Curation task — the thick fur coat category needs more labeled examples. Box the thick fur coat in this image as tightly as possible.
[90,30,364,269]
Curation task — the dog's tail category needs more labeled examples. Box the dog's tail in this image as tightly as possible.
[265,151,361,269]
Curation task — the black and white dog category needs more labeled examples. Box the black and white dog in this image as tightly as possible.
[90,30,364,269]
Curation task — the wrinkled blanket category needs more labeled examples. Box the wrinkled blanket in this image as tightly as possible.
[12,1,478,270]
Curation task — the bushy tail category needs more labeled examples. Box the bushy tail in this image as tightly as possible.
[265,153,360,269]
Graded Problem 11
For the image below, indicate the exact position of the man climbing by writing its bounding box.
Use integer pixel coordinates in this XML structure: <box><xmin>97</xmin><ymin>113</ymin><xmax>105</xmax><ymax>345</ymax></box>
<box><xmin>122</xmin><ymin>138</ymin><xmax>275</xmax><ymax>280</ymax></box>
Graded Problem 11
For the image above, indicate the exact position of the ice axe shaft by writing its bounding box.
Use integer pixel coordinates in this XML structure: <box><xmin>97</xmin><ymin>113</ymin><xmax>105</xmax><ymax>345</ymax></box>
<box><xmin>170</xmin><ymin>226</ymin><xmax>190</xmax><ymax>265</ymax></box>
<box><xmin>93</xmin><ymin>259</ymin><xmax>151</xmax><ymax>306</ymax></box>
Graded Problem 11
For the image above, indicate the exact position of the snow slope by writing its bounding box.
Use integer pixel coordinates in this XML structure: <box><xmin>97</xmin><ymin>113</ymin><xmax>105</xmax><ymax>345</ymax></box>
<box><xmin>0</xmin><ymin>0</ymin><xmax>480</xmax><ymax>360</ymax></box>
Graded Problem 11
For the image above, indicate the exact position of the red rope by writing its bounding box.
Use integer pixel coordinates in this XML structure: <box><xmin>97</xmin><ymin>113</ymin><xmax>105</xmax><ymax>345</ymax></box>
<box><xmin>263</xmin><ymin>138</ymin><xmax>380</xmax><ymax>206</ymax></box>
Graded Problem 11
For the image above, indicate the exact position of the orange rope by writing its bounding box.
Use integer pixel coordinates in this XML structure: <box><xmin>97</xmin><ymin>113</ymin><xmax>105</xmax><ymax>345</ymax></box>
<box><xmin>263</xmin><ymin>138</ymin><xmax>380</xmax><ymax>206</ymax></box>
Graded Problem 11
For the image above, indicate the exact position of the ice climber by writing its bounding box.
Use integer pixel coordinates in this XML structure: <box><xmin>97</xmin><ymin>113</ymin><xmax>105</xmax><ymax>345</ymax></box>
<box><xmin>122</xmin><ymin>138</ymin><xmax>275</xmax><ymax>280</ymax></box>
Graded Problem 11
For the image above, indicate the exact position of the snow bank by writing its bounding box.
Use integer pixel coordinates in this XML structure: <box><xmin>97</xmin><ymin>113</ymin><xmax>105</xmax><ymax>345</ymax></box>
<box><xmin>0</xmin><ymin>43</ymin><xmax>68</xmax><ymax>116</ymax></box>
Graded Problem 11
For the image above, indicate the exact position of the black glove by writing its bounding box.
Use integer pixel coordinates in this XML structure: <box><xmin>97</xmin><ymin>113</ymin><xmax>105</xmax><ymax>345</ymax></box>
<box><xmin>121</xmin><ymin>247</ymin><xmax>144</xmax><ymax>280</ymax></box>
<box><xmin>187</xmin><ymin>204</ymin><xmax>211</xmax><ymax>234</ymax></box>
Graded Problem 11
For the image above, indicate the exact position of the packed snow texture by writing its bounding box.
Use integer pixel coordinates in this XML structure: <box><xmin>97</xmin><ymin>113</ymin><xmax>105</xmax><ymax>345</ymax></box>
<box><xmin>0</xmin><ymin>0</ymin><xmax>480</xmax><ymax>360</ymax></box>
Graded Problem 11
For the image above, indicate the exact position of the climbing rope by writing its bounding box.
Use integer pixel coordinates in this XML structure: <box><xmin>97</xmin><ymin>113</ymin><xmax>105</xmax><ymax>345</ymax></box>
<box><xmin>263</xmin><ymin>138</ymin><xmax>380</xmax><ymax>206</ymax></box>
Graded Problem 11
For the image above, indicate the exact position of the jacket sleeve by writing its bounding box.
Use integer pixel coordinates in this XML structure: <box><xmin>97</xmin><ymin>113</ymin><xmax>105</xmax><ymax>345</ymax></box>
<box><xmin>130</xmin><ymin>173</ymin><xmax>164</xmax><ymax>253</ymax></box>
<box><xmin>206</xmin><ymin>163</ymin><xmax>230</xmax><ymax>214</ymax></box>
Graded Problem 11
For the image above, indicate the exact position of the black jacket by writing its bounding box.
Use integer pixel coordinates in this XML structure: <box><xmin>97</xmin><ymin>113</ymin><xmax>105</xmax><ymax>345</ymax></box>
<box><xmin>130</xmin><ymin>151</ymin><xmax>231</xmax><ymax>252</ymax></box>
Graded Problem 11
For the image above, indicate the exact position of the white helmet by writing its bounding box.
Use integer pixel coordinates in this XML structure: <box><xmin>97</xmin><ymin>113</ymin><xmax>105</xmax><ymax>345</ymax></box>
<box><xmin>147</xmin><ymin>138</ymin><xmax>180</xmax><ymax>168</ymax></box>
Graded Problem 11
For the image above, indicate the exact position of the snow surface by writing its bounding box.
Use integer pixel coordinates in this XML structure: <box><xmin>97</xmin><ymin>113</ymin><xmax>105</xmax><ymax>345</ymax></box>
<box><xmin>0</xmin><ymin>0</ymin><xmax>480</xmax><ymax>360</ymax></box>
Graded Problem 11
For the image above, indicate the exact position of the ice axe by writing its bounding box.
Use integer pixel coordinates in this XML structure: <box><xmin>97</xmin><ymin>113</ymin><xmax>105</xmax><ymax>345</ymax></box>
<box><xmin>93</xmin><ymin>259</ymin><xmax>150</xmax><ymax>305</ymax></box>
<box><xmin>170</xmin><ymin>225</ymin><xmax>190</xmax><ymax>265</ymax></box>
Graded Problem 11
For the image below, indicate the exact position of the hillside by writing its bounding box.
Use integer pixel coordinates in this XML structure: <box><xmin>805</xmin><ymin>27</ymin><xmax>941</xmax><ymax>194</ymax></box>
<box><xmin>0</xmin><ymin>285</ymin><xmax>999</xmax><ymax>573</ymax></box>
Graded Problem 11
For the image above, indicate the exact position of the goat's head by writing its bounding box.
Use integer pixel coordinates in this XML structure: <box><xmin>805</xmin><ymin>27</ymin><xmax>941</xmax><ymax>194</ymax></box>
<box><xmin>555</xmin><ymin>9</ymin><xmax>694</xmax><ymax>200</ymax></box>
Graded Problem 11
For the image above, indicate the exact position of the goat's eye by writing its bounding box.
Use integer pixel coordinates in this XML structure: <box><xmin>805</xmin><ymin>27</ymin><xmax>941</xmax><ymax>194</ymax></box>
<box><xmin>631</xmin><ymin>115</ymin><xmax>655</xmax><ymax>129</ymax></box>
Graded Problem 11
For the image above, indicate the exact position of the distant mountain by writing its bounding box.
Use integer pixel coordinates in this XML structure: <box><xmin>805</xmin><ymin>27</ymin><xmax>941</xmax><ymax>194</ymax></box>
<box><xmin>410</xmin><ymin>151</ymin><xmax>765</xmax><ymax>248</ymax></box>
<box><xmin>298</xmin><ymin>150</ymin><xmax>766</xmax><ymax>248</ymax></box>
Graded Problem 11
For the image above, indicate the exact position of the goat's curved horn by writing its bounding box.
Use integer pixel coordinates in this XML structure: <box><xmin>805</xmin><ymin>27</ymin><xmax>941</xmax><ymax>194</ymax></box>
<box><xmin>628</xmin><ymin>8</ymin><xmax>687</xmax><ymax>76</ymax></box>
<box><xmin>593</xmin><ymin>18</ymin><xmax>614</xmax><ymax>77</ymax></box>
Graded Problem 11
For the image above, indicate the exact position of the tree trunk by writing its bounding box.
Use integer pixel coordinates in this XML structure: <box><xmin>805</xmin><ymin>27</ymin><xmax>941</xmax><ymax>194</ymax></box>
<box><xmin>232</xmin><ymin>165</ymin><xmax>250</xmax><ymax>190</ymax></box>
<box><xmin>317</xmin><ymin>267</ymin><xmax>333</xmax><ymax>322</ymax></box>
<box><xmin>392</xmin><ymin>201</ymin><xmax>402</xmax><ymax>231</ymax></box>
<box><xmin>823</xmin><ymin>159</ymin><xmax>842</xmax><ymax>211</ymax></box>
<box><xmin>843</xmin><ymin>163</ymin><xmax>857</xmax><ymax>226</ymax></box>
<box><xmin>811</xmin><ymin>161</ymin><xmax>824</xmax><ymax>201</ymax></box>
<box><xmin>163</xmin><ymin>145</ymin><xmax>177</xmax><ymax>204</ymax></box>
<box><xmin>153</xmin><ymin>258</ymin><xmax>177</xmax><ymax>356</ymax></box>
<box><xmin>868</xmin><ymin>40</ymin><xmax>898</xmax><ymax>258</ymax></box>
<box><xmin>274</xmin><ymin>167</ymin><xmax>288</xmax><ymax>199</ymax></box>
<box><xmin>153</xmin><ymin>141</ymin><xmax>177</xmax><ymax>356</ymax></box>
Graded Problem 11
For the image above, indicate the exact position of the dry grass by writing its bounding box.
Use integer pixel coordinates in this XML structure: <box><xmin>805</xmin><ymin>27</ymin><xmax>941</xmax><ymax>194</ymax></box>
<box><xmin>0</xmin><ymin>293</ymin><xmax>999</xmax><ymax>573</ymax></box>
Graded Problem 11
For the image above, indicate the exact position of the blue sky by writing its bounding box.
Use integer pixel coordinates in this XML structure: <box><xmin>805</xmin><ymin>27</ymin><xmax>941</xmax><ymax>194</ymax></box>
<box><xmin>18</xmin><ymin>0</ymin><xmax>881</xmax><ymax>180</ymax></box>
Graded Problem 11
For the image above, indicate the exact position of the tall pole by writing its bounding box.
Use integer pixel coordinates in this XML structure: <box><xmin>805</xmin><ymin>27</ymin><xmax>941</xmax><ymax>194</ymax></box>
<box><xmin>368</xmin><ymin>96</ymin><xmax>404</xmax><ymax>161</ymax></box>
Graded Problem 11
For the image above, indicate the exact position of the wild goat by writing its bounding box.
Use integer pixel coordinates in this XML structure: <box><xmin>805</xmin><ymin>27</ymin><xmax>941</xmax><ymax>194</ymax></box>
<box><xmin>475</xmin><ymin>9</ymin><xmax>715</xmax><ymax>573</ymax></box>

....

▸ Set problem
Rewrite the stretch of material from its start through the line containing "[265,151,361,269]", swapping "tightly" for "snugly" and leaving everything else unchanged.

▸ The answer
Curation task — the thick fur coat category needs more labeled examples. Box the thick fur coat in this image as snugly as possible.
[90,30,364,269]
Curation task — the dog's tail category needs more labeled examples. Box the dog's tail in this image as snugly as possible.
[265,151,361,269]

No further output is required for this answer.